• _EXCERPT_:
━━━━━━━━━━
Background information


The novella The Little Prince was written by Antoine de Saint-Exupéry in 1942 and published in 1943. Its origins will be presented in detail in the following pages.

When the novella appeared, many of Exupéry’s readers had been expecting more of a reflection on the events of the war and were initially disappointed when the book turned out to be a fairy tale for children. The Little Prince did not initially seem to be the successful work it is now. The reception of the work is presented in the following pages. 

The historical background is important for the understanding of the novella, as are the political and religious allusions that readers today might not be familiar with.


Antoine de Saint-Exupéry began work on The Little Prince in 1942. The question of the genesis of Saint-Exupéry's most successful work has often been discussed and has led to various answers. 

According to the most common explanation, Saint-Exupéry met with his American publisher named Curtice Hitchcock for dinner in the spring of 1942. Saint-Exupéry had a habit of drawing fantasy figures on the tablecloth and sketched a little prince that evening. When Hitchcock asked what it was all about, Saint-Exupéry is said to have replied: "Not much, just a little fellow I carry around in my heart." 

Hitchcock is said to have been so taken with the little figure that he spontaneously suggested to Saint-Exupéry that he write a children's book that he wanted to publish for Christmas. In another version, it was the wife of Hitchcock's partner Reynal who became fascinated with the drawing of the little boy and came up with the idea of the children's tale.
━━━━━━━━━━
• _WHAT YOU WILL DO_: Reproduce verbatim the portion of the background text on The Little Prince starting at "When the novella" and ending at "be familiar with.".

• _RECORDS PROVIDED_:
━━━━━━━━━━
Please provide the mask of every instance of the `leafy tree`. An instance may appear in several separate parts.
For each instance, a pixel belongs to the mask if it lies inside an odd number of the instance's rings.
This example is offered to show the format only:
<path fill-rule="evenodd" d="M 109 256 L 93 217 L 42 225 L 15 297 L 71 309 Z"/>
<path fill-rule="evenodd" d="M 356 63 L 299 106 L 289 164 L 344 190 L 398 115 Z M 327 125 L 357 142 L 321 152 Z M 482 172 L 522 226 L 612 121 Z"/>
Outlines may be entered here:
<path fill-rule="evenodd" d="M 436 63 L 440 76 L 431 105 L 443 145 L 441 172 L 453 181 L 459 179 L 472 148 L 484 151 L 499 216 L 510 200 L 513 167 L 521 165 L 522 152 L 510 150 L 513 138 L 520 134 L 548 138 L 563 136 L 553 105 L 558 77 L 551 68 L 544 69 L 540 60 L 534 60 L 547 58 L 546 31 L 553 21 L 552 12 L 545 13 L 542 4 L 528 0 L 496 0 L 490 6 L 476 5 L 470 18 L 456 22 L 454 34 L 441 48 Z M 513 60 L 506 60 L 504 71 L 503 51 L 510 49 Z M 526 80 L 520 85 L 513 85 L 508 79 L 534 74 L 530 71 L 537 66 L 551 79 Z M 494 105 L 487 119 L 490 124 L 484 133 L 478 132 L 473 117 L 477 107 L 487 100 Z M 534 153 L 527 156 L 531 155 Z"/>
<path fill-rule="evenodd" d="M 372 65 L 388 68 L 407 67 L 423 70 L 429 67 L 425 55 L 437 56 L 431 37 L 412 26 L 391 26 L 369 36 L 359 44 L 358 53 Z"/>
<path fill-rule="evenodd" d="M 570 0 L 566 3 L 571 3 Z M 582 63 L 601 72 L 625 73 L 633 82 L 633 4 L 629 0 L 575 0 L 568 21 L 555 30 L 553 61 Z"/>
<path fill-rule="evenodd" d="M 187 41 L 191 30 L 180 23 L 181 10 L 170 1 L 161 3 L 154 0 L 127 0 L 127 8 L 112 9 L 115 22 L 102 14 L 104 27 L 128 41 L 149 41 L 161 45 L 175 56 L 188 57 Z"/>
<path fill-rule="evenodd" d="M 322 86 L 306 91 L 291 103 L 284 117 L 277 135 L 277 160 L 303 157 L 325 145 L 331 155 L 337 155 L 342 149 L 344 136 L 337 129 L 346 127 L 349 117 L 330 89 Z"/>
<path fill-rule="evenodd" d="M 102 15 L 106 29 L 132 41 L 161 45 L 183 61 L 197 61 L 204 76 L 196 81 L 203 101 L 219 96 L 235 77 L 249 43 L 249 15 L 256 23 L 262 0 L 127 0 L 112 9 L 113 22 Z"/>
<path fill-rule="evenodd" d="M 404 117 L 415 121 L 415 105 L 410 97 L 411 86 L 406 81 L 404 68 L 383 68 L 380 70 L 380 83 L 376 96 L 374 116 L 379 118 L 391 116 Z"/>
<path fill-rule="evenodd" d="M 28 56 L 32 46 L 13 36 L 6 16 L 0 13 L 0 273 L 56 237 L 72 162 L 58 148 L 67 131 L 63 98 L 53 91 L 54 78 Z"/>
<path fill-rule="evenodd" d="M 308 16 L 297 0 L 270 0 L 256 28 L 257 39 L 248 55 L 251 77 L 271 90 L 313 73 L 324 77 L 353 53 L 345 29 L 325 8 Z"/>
━━━━━━━━━━
• _FINAL ANSWER_:
When the novella appeared, many of Exupéry’s readers had been expecting more of a reflection on the events of the war and were initially disappointed when the book turned out to be a fairy tale for children. The Little Prince did not initially seem to be the successful work it is now. The reception of the work is presented in the following pages. 

The historical background is important for the understanding of the novella, as are the political and religious allusions that readers today might not be familiar with.